_Défi_
Dressez la liste de toutes les personnes nommées par leur prénom et leur nom dans l'extrait ci-dessous consacré aux grenouilles en grès.

_Extrait_
# # # # #

Rares, deux grenouilles du sculpteur converti au grès devraient bientôt se faire entendre à Nevers. Gros plan sur de charmantes bêtes sorties de l’imagination d’un artiste pas comme les autres.
Les grenouilles fascinaient Jean-Joseph Carriès. L’un de ses amis, l’éditeur bibliophile et journaliste Octave Uzanne, rapporte ainsi sa balade avec l’artiste, de nuit dans Paris, en 1882 : «Un crapaud des berges de la Seine vint sautiller, entre nos jambes […] Carriès s’en empara aussitôt […] le caressait de son doigt léger avec de l’admiration plein les yeux.» Dans son monde de terre, l’artiste a donné naissance à tout un bestiaire étrange et curieux, dans lequel les batraciens occupent une place à part. Associée à l’eau, la grenouille, avec son cycle de vie bien particulier la menant d’un simple têtard à l’âge adulte, est un symbole de transformation et de renaissance. Elle fut d’ailleurs associée à ces thématiques dès l’Antiquité, aussi bien dans l’Égypte pharaonique que dans la Rome impériale. Bercés dans un univers symboliste et néogothique, les artistes de la fin du XIXe siècle l’ont tout naturellement adoptée dans leur iconographie. Son aspect étrange n’a pas manqué d’interpeller Carriès, qui aimait particulièrement le mettre en valeur, comme le prouve notre Petite Grenouille au dos courbé, où sont marquées toutes les aspérités de sa peau et dont la forme du dos évoque un cerveau humain, mais aussi, avec son nez et ses oreilles crochus, la Grenouille aux oreilles de lapin, un autre grès de mêmes dimensions et époque également présenté à la vente, avec une identique estimation de 8 000/10 000 €. Très peu d’exemplaires de ces charmants amphibiens ont été révélés au public, encore moins provenant de mains privées. Coté musées, signalons les deux modèles en grès émaillé conservés au musée du Petit Palais et provenant de la donation de Georges Hoentschel, grand ami de Carriès, au domicile parisien duquel le sculpteur s’éteignit d’une pleurésie à l’âge de 39 ans.

# # # # #

_Matériel fourni_
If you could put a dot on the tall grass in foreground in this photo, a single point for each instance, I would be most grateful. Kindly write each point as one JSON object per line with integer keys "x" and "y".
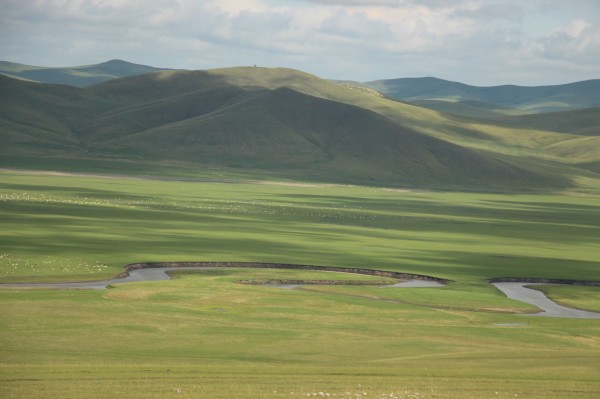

# # # # #

_Exercice corrigé_
Jean-Joseph Carriès, Octave Uzanne, Georges Hoentschel